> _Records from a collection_
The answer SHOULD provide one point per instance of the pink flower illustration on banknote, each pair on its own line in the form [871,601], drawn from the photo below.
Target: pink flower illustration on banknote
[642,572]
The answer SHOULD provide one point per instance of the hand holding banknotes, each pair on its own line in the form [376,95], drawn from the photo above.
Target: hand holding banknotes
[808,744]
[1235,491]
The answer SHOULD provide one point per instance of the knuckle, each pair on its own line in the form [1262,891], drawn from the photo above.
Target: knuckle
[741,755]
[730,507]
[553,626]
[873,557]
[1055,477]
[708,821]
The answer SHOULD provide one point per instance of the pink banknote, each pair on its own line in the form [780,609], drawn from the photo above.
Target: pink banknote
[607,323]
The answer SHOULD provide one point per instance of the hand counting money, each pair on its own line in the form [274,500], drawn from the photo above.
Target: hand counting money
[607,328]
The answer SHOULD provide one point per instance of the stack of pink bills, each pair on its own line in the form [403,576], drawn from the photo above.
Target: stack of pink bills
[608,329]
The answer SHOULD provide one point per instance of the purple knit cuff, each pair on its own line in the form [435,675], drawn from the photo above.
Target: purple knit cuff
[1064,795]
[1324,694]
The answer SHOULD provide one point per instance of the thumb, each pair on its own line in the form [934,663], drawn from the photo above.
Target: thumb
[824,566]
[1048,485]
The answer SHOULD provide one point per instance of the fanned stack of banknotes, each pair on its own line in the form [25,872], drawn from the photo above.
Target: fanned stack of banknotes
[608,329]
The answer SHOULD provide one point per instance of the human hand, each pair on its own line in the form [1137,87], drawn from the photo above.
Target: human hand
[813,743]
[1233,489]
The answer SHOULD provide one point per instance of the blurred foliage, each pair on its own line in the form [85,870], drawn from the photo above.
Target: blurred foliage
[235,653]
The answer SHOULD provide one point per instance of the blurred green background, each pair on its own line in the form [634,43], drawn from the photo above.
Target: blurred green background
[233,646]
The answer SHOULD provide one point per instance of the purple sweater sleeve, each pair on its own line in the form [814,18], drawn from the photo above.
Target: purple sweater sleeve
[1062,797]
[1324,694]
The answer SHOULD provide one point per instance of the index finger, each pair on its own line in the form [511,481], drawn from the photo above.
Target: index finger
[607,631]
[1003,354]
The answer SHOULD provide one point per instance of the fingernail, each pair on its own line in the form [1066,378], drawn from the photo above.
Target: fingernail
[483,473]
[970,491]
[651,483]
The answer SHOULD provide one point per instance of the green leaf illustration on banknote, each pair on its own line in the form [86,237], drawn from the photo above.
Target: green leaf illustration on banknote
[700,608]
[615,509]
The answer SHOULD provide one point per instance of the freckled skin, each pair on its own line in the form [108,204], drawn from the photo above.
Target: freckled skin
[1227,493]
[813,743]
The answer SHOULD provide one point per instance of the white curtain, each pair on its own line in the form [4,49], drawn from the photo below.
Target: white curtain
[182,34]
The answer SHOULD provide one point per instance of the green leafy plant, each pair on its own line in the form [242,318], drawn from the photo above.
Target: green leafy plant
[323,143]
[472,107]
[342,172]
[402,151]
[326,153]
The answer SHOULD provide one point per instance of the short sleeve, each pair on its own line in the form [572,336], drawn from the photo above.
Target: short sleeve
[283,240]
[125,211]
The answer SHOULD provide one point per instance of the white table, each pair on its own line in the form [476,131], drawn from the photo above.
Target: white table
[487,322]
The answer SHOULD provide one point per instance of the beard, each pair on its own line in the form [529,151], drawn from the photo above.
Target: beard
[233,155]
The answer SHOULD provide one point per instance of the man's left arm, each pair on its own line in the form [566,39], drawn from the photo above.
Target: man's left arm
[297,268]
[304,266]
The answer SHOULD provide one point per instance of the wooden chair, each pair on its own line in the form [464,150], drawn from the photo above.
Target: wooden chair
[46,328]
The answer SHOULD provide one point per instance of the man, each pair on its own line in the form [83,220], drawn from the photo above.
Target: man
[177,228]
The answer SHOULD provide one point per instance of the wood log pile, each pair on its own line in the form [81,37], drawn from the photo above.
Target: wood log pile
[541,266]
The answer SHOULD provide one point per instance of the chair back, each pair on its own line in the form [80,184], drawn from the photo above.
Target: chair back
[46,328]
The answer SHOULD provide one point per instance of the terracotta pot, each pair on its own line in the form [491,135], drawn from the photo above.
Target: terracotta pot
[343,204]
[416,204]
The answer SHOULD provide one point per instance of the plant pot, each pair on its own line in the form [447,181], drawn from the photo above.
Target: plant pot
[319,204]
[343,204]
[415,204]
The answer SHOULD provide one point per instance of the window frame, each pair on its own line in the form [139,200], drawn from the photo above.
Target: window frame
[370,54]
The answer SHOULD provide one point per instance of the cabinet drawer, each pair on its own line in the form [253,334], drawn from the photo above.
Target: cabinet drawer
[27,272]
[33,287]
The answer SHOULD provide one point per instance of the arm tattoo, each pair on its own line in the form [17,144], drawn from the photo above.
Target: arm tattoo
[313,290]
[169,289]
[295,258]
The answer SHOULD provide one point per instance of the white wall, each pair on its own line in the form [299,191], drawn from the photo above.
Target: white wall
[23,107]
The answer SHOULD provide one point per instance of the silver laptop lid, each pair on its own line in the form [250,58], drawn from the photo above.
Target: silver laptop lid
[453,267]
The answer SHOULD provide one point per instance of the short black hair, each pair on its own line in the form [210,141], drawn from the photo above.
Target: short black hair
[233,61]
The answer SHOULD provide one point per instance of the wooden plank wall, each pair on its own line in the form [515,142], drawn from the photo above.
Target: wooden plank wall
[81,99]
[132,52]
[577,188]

> _YOUR ASSIGNMENT_
Report how many lines of the records hold the word "below", and supply no other text.

> _EXERCISE ANSWER_
2